Text segment:
|---|

At this time last year and two years ago, daily new infections and COVID-related hospitalizations were already accelerating at a fast clip. BQ.1 and BQ.1.1, the latest Omicron subvariants, came to comprise the majority of cases during a relative lull in the pandemic. Combined with a Thanksgiving Holiday that saw the most travelers since the pandemic started, there has been a steady increase in COVID metrics.

However, there are many reasons to be optimistic. A combination of factors—a high level of population immunity, Omicron family antigenic drift, convergence of mutations that seem to have hit an evolutionary ceiling, almost nonexistent severe COVID illness in the hospital, and viral interference from RSV and Influenza surges—means we are in a surprisingly good place with COVID-19 in winter 2022-23.

Antigenic drift

The first two pandemic years were marked by surge after surge driven by variants of entirely new lineages. But since South African researchers first identified Omicron one year ago, we have seen subvariants exclusively from that lineage. This antigenic drift, while spawning an alphabet soup of approximately 500 subvariants, has actually generated less and less impactful waves as population level immunity to Omicron grew. The most recent summer wave driven by BA.4 and BA.5 did not lead to a significant surge of hospitalizations or deaths in the U.S.

|---|

Task: Resume the piece on the COVID-19 outlook for winter 2022-23, picking up after its final sentence.

|---|

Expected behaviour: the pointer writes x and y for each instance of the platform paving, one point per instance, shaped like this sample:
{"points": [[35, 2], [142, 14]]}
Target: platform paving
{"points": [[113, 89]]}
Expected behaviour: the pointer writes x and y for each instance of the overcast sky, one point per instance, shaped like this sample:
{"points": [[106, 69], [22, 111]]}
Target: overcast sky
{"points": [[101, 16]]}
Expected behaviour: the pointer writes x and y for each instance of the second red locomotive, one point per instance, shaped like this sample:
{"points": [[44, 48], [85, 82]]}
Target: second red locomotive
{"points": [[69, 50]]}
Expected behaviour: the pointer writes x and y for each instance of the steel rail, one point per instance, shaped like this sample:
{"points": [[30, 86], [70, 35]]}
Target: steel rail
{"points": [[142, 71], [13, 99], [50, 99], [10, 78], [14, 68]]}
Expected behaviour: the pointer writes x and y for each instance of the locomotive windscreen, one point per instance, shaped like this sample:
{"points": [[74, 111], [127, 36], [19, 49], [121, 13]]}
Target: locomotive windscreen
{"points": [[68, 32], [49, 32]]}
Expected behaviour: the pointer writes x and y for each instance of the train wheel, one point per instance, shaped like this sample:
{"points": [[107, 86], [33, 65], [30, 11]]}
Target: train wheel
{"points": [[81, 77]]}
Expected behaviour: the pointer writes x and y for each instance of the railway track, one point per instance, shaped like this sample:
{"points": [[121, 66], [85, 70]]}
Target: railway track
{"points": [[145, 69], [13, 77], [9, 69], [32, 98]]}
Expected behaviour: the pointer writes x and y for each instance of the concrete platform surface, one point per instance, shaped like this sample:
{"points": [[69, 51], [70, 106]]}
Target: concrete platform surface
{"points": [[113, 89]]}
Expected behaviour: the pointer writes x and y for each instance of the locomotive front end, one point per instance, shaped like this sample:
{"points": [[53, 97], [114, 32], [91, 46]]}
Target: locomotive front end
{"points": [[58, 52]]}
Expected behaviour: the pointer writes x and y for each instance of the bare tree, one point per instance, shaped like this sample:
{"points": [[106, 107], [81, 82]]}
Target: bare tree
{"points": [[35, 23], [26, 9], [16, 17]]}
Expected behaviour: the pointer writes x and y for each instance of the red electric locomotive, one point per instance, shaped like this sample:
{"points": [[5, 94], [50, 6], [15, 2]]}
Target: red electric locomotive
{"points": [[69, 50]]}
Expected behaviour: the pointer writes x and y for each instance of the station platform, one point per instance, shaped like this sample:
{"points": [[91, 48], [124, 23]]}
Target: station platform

|---|

Exercise answer:
Before the Omicron winter surge a year ago, only 1 in 3 people in the U.S. had been infected with COVID-19. By the end of February, that number was 60%—and certainly much higher now at the end of 2022. It’s safe to say a lot of immune systems have “seen” Omicron by this point on top of a vaccination rate of 73% in those 5 and older. As long as there is not a dramatic antigenic shift to an entirely new lineage, there are very little new tricks Omicron can throw our way. But, if such a shift were to happen, our T-cells and memory B-cells will continue to provide robust protection against severe disease from new variants.

Evolutionary ceiling

Recent research showed marked resistance of the BQ.1. and BQ.1.1 subvariants (among others) to neutralizing antibodies in the sera of both triple-vaccinated and those recently infected with BA.1 and BA.5. This immune evasiveness is due to a key N460 mutation in the spike protein of BQ.1 and BQ.1.1 and to a lesser extent, R346t and N658S mutations.

The new Omicron subvariants are accruing mutations at a breakneck speed that in theory give them an exponential growth advantage over their BA.2 and BA.5 parentage. But interestingly, the multiple subvariants are converging on the same mutations. Despite their demonstrated immune evasiveness prowess in the lab, they have not led to significant waves in countries where they become dominant.

The XBB variant achieved dominance in Singapore earlier this Fall. XBB is a descendant of BA.2 but differs by 8 key spike mutations. Despite these apparent growth advantages, XBB did not lead to a major surge in hospitalizations or deaths in Singapore.

Although important to tread carefully when comparing countries, France’s recent experience with BQ.1.1 likely provides insight into how that variant will play out here. France and the U.S. share a lagging updated bivalent booster rate for those at higher risk for severe COVID illness (older individuals)—approximately 30% of those 65 years or older in both countries have received the updated booster. BQ.1.1 became dominant in France at the end of October but has not led to a surge in hospitalizations or ICU admissions.

So, a convergence of rapidly accruing mutations demonstrating immune evasiveness in the lab has not generated a surge in infections or hospitalizations in the real world. This certainly begs the question: has SARS-COV-2 hit an evolutionary ceiling in the face of our high population immunity?

Where have severe COVID-19 patients gone?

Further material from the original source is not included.